• What the task asks
Set down all of the records below exactly, please, omitting the images.

• Exercise input
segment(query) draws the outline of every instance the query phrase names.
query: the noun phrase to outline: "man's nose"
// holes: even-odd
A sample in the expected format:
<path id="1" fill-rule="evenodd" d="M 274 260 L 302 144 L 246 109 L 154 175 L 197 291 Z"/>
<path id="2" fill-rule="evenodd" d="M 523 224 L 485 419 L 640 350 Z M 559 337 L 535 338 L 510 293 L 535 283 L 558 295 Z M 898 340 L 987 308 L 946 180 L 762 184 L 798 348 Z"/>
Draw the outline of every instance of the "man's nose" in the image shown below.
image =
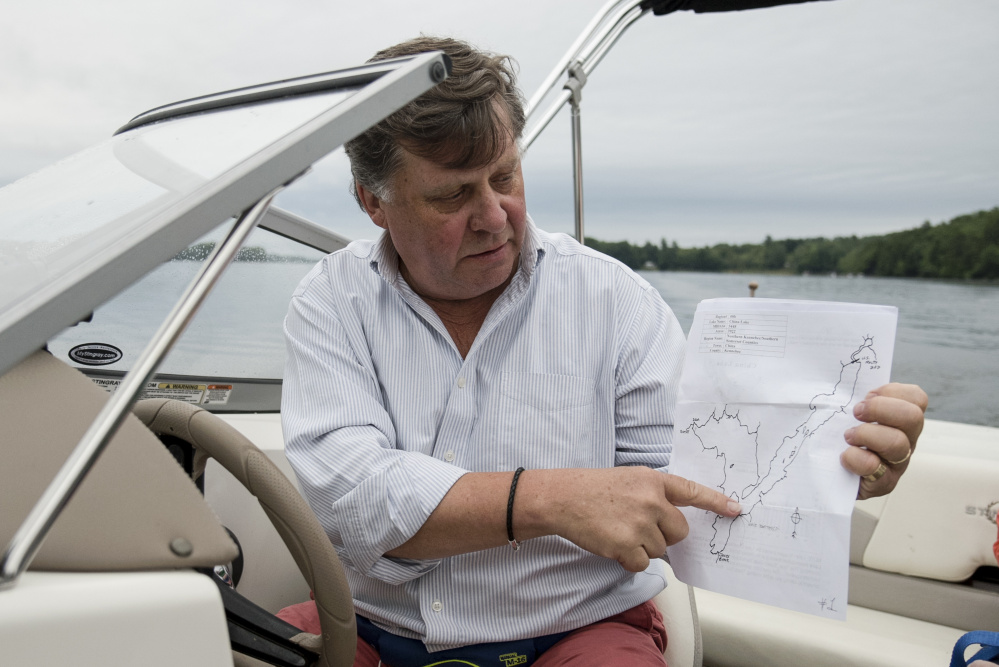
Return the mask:
<path id="1" fill-rule="evenodd" d="M 507 214 L 503 195 L 487 188 L 478 197 L 469 226 L 475 231 L 498 233 L 506 228 Z"/>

• Task solution
segment(query) draws the outline of every instance the query phrase names.
query: the noun phrase to outline: "man's nose"
// holes: even-odd
A sample in the expected format:
<path id="1" fill-rule="evenodd" d="M 274 260 L 302 144 L 246 109 L 154 175 L 197 291 Z"/>
<path id="2" fill-rule="evenodd" d="M 523 224 L 485 419 L 640 350 Z M 559 337 L 535 338 L 510 293 L 535 283 L 558 295 Z M 898 340 L 987 308 L 946 180 L 762 184 L 798 348 Z"/>
Draw the outline of every instance of the "man's nose" in the image shown below.
image =
Return the mask:
<path id="1" fill-rule="evenodd" d="M 507 214 L 503 195 L 487 188 L 478 197 L 469 226 L 475 231 L 498 233 L 506 228 Z"/>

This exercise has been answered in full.